> _Exercise requirements_: In the items below, copy out the lines starting at the one containing "TARGET = house exterior wall" and ending with the last item, swapping "black hose" for "garden hose" and leaving everything else unchanged.

> _Extracted information_:
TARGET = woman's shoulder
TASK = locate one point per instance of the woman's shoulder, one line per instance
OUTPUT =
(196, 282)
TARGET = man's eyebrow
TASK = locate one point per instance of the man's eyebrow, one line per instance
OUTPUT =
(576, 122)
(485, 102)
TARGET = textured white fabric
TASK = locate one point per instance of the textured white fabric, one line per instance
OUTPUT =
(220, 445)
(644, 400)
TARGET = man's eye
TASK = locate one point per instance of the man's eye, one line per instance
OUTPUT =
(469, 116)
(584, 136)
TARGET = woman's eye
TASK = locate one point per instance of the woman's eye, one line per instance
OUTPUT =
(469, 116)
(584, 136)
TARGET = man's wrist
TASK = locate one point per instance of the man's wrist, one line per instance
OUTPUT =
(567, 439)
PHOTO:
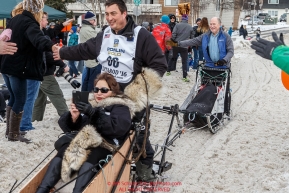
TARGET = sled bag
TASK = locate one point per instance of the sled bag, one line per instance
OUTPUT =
(204, 101)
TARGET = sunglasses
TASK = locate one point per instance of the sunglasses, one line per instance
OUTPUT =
(102, 90)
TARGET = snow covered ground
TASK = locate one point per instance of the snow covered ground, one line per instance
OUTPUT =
(249, 154)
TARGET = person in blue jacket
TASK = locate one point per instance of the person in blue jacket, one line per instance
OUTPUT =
(230, 31)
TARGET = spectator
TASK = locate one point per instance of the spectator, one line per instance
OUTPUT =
(173, 22)
(258, 33)
(49, 87)
(162, 33)
(230, 31)
(73, 40)
(92, 68)
(146, 25)
(27, 63)
(182, 31)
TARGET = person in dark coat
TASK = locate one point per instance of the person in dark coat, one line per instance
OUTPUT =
(108, 117)
(124, 50)
(26, 63)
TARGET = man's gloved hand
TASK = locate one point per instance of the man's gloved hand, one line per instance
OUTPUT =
(75, 84)
(221, 62)
(59, 72)
(85, 108)
(265, 48)
(171, 43)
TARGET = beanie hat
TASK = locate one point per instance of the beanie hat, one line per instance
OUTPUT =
(89, 16)
(145, 24)
(199, 19)
(172, 16)
(165, 19)
(185, 17)
(33, 6)
(74, 28)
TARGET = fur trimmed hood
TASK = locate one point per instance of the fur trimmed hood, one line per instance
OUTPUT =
(135, 94)
(135, 98)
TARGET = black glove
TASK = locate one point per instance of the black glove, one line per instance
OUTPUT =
(221, 62)
(85, 108)
(265, 48)
(59, 72)
(75, 84)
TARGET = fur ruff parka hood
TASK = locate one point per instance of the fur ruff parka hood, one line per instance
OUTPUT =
(134, 97)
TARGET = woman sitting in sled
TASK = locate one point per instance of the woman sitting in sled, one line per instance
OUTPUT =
(107, 120)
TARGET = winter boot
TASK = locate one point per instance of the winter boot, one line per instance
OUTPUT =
(83, 180)
(14, 125)
(8, 109)
(51, 177)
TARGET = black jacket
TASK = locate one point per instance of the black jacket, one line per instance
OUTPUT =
(51, 64)
(172, 25)
(27, 62)
(111, 122)
(147, 54)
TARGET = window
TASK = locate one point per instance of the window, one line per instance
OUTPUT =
(171, 2)
(273, 13)
(273, 1)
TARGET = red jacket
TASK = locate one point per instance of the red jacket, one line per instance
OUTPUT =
(162, 33)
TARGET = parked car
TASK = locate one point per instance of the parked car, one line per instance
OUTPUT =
(263, 16)
(283, 17)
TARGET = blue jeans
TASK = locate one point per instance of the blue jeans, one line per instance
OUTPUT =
(196, 58)
(80, 66)
(17, 89)
(72, 68)
(32, 93)
(88, 77)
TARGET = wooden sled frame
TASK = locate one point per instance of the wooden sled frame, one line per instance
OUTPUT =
(105, 179)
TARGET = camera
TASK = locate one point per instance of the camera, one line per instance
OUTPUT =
(74, 83)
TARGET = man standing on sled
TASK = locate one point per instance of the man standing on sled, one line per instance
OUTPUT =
(124, 50)
(218, 49)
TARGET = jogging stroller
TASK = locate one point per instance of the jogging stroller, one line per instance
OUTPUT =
(208, 103)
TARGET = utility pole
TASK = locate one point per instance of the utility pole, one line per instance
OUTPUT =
(137, 3)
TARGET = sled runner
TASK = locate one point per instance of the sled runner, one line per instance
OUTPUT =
(105, 179)
(208, 103)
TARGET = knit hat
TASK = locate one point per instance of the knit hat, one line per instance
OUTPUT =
(89, 16)
(165, 19)
(74, 28)
(185, 17)
(33, 6)
(145, 24)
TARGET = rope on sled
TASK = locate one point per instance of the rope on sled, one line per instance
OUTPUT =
(12, 189)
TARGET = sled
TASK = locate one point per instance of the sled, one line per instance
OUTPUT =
(105, 179)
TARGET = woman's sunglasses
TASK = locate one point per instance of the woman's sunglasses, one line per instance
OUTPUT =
(102, 90)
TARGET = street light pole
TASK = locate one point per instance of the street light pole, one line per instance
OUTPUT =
(137, 3)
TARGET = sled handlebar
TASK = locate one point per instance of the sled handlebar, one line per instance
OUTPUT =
(159, 107)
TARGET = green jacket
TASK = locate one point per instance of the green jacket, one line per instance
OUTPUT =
(280, 58)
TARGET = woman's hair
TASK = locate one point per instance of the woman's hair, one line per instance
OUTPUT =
(204, 25)
(112, 84)
(18, 9)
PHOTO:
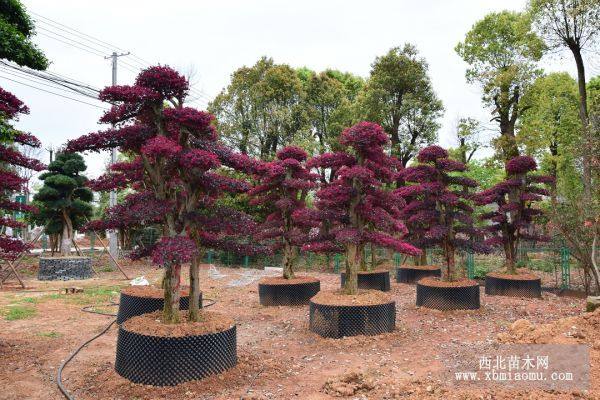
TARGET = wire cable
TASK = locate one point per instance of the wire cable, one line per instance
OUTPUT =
(56, 94)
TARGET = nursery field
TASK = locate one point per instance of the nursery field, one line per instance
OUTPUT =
(279, 358)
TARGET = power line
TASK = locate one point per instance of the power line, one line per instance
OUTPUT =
(56, 94)
(29, 79)
(75, 38)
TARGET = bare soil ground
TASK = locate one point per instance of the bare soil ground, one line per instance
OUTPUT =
(278, 357)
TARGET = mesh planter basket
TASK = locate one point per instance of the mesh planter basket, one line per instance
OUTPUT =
(445, 298)
(515, 287)
(132, 305)
(412, 274)
(287, 294)
(376, 280)
(168, 361)
(336, 321)
(64, 268)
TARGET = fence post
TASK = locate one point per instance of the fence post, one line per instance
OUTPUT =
(336, 268)
(565, 267)
(92, 242)
(470, 265)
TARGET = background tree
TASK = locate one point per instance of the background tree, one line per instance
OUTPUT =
(550, 129)
(501, 51)
(10, 181)
(366, 212)
(513, 217)
(283, 187)
(64, 200)
(438, 212)
(572, 24)
(176, 159)
(329, 99)
(399, 96)
(468, 136)
(16, 30)
(261, 111)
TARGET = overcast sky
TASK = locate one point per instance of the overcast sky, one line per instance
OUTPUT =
(214, 38)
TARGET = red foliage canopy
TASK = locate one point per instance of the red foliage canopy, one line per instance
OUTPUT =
(10, 181)
(176, 155)
(354, 208)
(438, 212)
(513, 218)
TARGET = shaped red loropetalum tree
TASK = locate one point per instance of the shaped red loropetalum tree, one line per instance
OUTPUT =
(438, 213)
(513, 217)
(357, 201)
(283, 186)
(174, 172)
(10, 181)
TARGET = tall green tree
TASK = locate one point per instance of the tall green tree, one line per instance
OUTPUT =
(550, 128)
(501, 51)
(468, 132)
(573, 25)
(16, 30)
(399, 96)
(64, 200)
(329, 97)
(262, 110)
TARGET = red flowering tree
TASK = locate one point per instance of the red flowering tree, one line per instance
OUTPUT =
(175, 173)
(437, 212)
(283, 186)
(513, 217)
(10, 181)
(356, 203)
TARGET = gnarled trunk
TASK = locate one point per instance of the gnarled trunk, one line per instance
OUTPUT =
(352, 265)
(288, 260)
(194, 311)
(171, 284)
(67, 235)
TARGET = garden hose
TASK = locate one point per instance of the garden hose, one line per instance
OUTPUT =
(88, 309)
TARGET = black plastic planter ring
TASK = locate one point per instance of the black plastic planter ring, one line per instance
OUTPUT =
(288, 294)
(131, 306)
(448, 298)
(336, 321)
(501, 286)
(168, 361)
(413, 275)
(376, 280)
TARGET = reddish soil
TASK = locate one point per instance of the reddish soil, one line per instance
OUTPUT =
(278, 280)
(514, 277)
(149, 291)
(153, 325)
(420, 267)
(279, 358)
(437, 282)
(362, 298)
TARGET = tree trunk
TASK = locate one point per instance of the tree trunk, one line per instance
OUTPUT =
(171, 284)
(584, 117)
(67, 236)
(288, 260)
(352, 264)
(373, 257)
(194, 312)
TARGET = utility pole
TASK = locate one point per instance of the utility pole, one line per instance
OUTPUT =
(113, 244)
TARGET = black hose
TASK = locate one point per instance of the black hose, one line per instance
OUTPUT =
(64, 364)
(88, 309)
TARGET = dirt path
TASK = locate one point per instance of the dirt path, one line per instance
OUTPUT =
(279, 357)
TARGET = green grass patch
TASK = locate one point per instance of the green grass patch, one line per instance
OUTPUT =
(17, 312)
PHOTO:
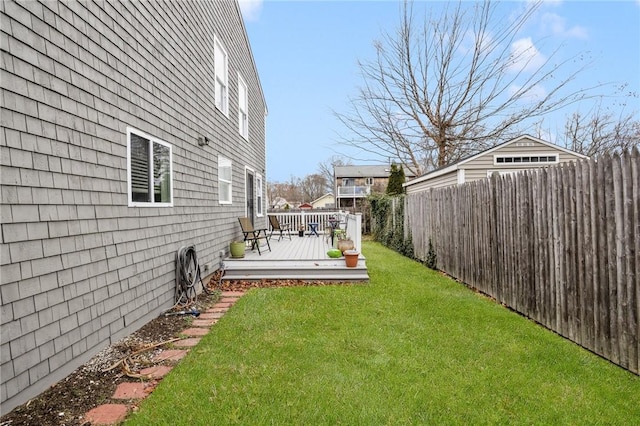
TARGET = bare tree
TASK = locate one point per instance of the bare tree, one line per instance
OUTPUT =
(313, 186)
(601, 131)
(290, 191)
(456, 84)
(326, 170)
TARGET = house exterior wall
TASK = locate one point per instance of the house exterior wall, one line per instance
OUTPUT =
(80, 268)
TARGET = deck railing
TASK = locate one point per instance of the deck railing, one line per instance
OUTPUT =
(351, 222)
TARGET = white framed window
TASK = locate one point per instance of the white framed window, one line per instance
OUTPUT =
(511, 160)
(243, 108)
(221, 65)
(149, 170)
(224, 180)
(259, 198)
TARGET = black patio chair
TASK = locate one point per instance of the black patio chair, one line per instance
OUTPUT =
(277, 226)
(252, 234)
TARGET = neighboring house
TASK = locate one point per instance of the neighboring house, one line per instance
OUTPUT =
(522, 153)
(279, 203)
(354, 183)
(327, 201)
(129, 129)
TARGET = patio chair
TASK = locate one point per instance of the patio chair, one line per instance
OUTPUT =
(252, 234)
(277, 226)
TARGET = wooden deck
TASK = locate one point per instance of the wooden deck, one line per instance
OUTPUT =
(303, 258)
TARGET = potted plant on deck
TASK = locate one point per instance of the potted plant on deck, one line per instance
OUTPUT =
(237, 248)
(344, 242)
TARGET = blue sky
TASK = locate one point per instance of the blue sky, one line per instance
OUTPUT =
(307, 53)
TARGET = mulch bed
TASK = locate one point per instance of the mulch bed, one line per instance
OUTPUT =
(93, 384)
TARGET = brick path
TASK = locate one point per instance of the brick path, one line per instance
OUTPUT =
(112, 414)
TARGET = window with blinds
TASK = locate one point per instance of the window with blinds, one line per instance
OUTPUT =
(243, 108)
(259, 197)
(149, 170)
(221, 77)
(224, 180)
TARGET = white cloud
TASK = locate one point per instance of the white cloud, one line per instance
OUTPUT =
(250, 9)
(525, 57)
(534, 94)
(557, 25)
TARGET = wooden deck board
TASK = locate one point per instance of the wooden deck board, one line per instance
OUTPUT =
(303, 258)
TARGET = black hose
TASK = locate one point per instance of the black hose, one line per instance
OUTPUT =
(187, 276)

> _Finished exercise_:
TARGET = house exterior wall
TASK = locate one point per instance of the house exterior wall, one line per instance
OUTPUT =
(80, 268)
TARGET = deck railing
TASK = locate one point per instance of the deck railing, one line per instance
OUTPUT =
(351, 222)
TARGET = white framed window
TASK = locate one point per instance of the white framed window, one line per instance
OUTPUT =
(511, 160)
(243, 108)
(221, 65)
(149, 170)
(224, 180)
(259, 198)
TARGET = black patio chair
TASK = locate one point per instance of the black patio chair, one line per instance
OUTPUT =
(277, 226)
(252, 234)
TARGET = neighboring house
TASK = locate one point per instance of the neighboring house, one line per instance
OUTPUT =
(522, 153)
(279, 203)
(354, 183)
(327, 201)
(129, 129)
TARGET = patio chair
TASK = locate one point per instance of the patio chair, one line per instance
OUTPUT =
(252, 234)
(277, 226)
TARGET = wooden deck
TASK = locate one point per instance of the wooden deck, one line per instance
OUTPUT =
(303, 258)
TARGET = potted plant on deck
TASK = locate one point per instance of the potted plant on deck, one line per instance
OUTPUT =
(237, 248)
(344, 242)
TARGET = blue sky
TASK = locate one point per instance of the blue sky, one line per instance
OUTPUT =
(307, 53)
TARGET = mulch bed
TASK = locate one point per instance of the mulch bed, one line per instance
OUTPUT =
(93, 384)
TARGET = brick path
TASK = locate one point per instance of the brick path, one line per instance
OUTPUT =
(112, 414)
TARGET = window with blinds
TASK = locate one point per instance of the window with blinds, one line per instance
OUTPUT =
(243, 108)
(259, 197)
(149, 170)
(221, 77)
(224, 180)
TARGET = white cloud
TASK = locate one point per instance of the white cloud, one line per instance
OUTPUT =
(250, 9)
(525, 57)
(534, 94)
(557, 25)
TARGET = wooden deck board
TASK = locate one point per instance of the wooden deck board, one line per instance
OUTPUT =
(303, 258)
TARGET = garden hose
TASK = locate one point per instance of the garden hose, one line per instance
OUTPUT =
(187, 276)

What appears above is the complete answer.